# Listing start
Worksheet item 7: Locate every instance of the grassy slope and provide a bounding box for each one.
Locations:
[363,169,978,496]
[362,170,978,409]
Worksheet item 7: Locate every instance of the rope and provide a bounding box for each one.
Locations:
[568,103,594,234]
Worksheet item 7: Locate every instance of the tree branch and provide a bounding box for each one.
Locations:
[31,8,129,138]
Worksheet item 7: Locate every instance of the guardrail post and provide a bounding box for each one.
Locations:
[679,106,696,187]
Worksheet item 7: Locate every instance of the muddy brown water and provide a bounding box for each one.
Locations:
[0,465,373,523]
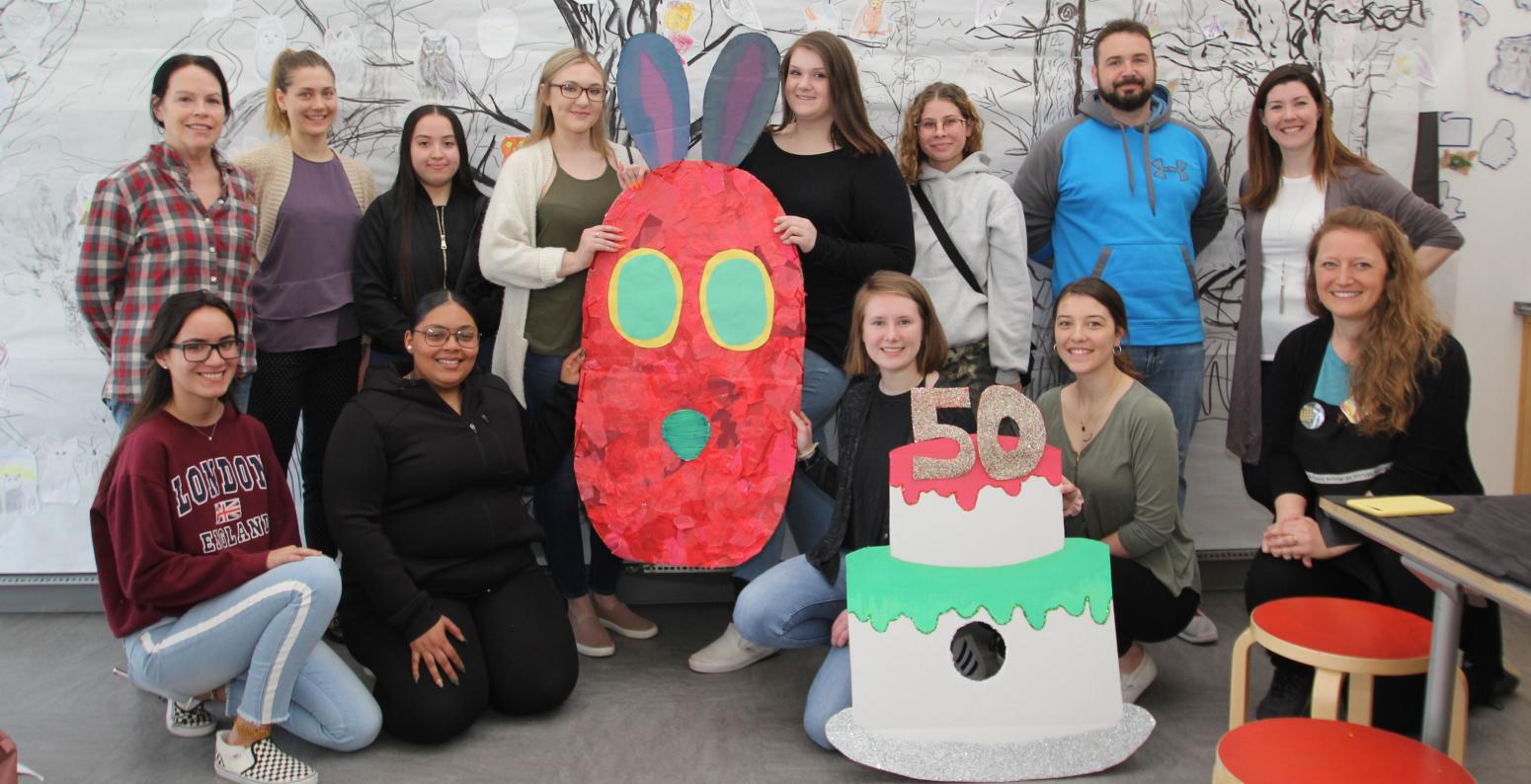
# Listing end
Copy all of the records above word for word, leaving out the pictures.

Worksheet item 7: Locate every instance of the grassy slope and provide a bounding box for each one.
Locations:
[363,169,978,496]
[362,170,978,409]
Worksheet item 7: Locate every instance of the rope and provide a bounding box for each one.
Locations:
[568,103,594,234]
Worksheet item 7: Locate every instance of the tree branch and provide a bounding box for each one.
Locations:
[31,8,129,138]
Worksheet item 7: Locate every instance of the guardrail post and provide a bounding box for each one.
Locations:
[679,106,696,187]
Worksheet item 7: Locate every instance of the muddy brown water and provide a bounding box for each one.
Locations:
[0,465,373,523]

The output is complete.